━━ 本文抜粋 ━━

番外 草径庵(そうけいあん)と私

 ※この文章は草径庵そうけいあん八周年記念誌へ寄稿した原稿の再稿である。

 草径庵八周年おめでとうございます。

 草径庵をしらない人へ説明すると、民家アパートの一階各戸の壁をぶちぬいて店舗にした、古民家風ブックカフェで、民家らしく入り口がわからない隠れ家的なお店だ。

 週の半分を休みにしている関係で、知る人ぞ知る喫茶店になっている。

 酒とタバコがダメになってから、俺の趣味はコーヒーを飲みに出かける事と、それをグーグルマップにレビューする事だった。

 新型コロナが流行する前まではだけど。

 それはともかく、日ごろグーグルマップで「コーヒー」と入力して検索結果を吟味し、店……喫茶店やバーや甘味処など……を訪問していたら、普段行かない岡村天神方面に草径庵という店?を見つけた。

 岡村天神、ゆず(果物の柚子でなくバンドの方)の聖地としてうすらぼんやりと把握しているが、俺には縁遠い場所であったので敬遠する、ではなくむしろ知らない場所をカフェ目的に散策する、なんて面白そうと思うのがそう状態の俺であって、普段ならダウナー然として「だるいから行きたくないな」とスルーする対象だったかも知れない。でも草径庵にがぜん興味が湧いてきたのであった。

━━━
━━ 抽出データ ━━

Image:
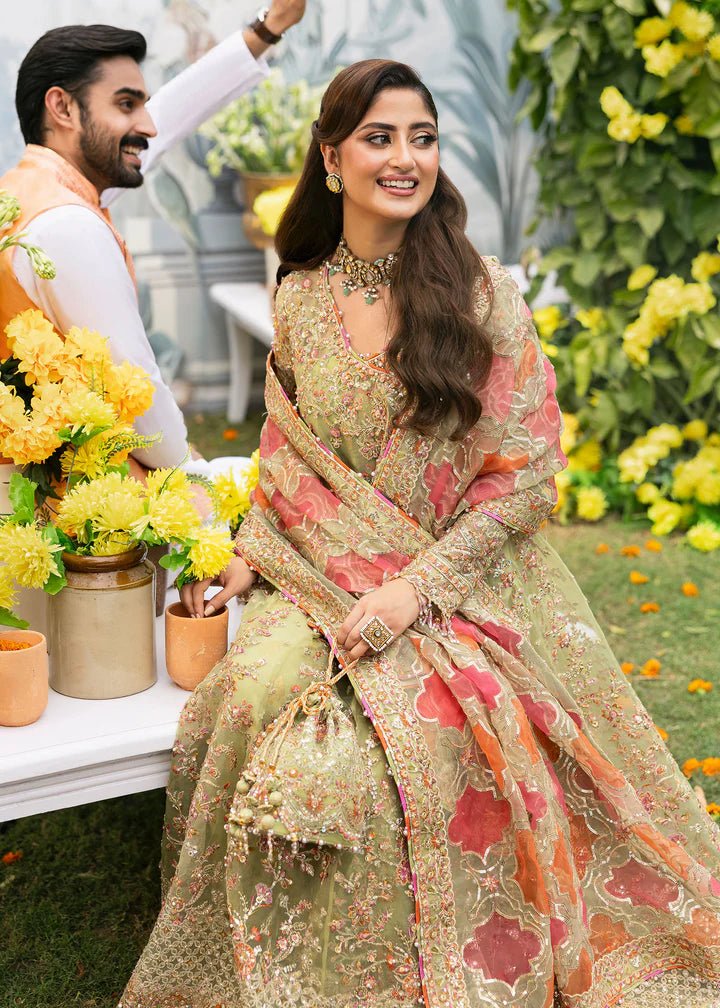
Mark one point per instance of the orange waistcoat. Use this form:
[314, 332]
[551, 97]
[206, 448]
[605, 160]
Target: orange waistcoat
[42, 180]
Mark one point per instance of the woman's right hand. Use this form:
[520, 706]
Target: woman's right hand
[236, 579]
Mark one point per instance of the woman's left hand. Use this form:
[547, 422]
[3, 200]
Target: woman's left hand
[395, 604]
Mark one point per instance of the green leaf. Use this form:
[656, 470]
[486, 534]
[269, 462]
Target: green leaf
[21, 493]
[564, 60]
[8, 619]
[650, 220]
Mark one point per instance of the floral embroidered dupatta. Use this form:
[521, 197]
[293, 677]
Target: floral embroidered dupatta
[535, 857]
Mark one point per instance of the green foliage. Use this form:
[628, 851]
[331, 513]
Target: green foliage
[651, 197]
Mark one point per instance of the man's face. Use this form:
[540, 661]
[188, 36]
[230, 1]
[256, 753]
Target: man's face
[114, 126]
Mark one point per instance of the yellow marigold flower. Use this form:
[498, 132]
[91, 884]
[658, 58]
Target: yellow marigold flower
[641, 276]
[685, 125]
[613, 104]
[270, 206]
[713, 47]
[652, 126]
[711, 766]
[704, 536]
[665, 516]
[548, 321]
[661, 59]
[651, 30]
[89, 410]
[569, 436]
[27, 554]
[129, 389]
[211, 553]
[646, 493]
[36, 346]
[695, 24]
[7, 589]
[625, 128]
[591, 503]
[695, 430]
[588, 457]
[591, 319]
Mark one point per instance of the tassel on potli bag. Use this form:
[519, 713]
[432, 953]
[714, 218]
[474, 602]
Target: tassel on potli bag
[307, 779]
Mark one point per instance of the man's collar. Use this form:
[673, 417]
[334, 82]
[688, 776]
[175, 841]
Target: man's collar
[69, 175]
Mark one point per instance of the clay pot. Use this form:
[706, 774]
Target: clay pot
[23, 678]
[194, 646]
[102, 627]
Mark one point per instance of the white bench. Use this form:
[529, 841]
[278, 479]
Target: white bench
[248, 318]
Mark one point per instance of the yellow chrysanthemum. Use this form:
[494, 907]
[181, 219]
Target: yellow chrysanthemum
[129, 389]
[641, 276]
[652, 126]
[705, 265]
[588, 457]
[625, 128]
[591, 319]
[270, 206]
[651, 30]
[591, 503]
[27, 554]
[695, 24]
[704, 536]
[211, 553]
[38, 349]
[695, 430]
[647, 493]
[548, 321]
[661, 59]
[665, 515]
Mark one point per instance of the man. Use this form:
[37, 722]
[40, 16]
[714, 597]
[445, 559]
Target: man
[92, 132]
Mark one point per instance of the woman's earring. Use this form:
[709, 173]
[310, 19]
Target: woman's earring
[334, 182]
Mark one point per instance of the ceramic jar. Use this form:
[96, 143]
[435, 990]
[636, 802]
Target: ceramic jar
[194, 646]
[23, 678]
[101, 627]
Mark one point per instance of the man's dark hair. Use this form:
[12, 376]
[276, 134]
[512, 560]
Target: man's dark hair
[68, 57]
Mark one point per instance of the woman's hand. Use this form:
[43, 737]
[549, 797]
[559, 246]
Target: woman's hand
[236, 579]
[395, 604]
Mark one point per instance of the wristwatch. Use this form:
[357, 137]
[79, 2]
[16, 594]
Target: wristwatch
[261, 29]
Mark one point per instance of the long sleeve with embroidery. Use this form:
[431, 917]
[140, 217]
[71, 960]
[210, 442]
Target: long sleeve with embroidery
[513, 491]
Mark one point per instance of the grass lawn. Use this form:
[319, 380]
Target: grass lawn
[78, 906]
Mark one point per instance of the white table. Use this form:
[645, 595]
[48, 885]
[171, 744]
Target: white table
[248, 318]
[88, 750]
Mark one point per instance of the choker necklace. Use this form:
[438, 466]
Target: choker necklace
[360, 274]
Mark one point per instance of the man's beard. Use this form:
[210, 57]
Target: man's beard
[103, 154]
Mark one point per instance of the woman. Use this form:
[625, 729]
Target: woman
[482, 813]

━━━

## 課題一覧
1 - 草径庵についての文章をもとに答えよ。
(a) 草径庵は週のどれだけを休みにしているか。
(b) 酒とタバコがダメになってから、書き手の趣味は何だったか。
(c) 草径庵はどの方面で見つかったか。
2 - 草径庵についての文章から、「酒とタバコがダメになってから」を含む語句で始まり「草径庵という店?を見つけた。」で終わる部分を、一字も変えずに写して返せ。
3 - 草径庵についての文章を、最後の文の後から書き継げ。
エントリは使わなくてよい。

## 回答一覧
1 -
(a) 週の半分
(b) コーヒーを飲みに出かける事と、それをグーグルマップにレビューする事
(c) 岡村天神方面

2 -
酒とタバコがダメになってから、俺の趣味はコーヒーを飲みに出かける事と、それをグーグルマップにレビューする事だった。

 新型コロナが流行する前まではだけど。

 それはともかく、日ごろグーグルマップで「コーヒー」と入力して検索結果を吟味し、店……喫茶店やバーや甘味処など……を訪問していたら、普段行かない岡村天神方面に草径庵という店?を見つけた。

3 -
 自室からスマホアプリのグーグルマップをナビにして徒歩で旧外語短大の急坂をよいしょよいしょとのぼり、台地を少し歩き、坂をくだった先に目的とする草径庵があった。

 建物の入り口がよくわからず、写真を撮りグーグルマップにアップロードしたのは俺だ。

 実は初訪問の事はよく覚えてない。坂が大変だったという途中の印象が強すぎたためだ。

 女将さん(と呼ばせてもらう)から声掛けしてもらって「グーグルマップでカフェを調べたら出たのでやってきた」と率直に答えた事は後日女将さんに教えてもらったぐらいだし。

 たしかホットサンドとコーヒー、ホットチャイは後日だったか?美味しかったのを覚えている。

 居心地がよく、ついつい長居してしまったとか、女友達とお茶しにきたとか、短い付き合いだが細かいエピソードがある。

 ホットチャイを飲みつつ、特に何をするでもなくボーっとするのは心によいし、暖炉やたき火のそばでリラックスして話すような安心感があり、談笑するにはもってこいの場なんだなと思ったりもした。

 例の女友達はどうしたって?しくじって嫌われてしまったようでラインのやりとりも途絶えてしまった。

 せっかく出合いがあったのにもったいない事をしてしまった。どうやって知り合ったかというと、胆石症で入院した病院に勤務していた彼女をナンパしてしまったのだが、本稿ではこれ以上触れない。

 草径庵に話をもどす。

 何がいいって、適度な距離感でほおっておいてくれるのがいい。メンタルがギシギシしてる時に、温かい日差しを背中に浴びながら、飲むコーヒーがとてもありがたい。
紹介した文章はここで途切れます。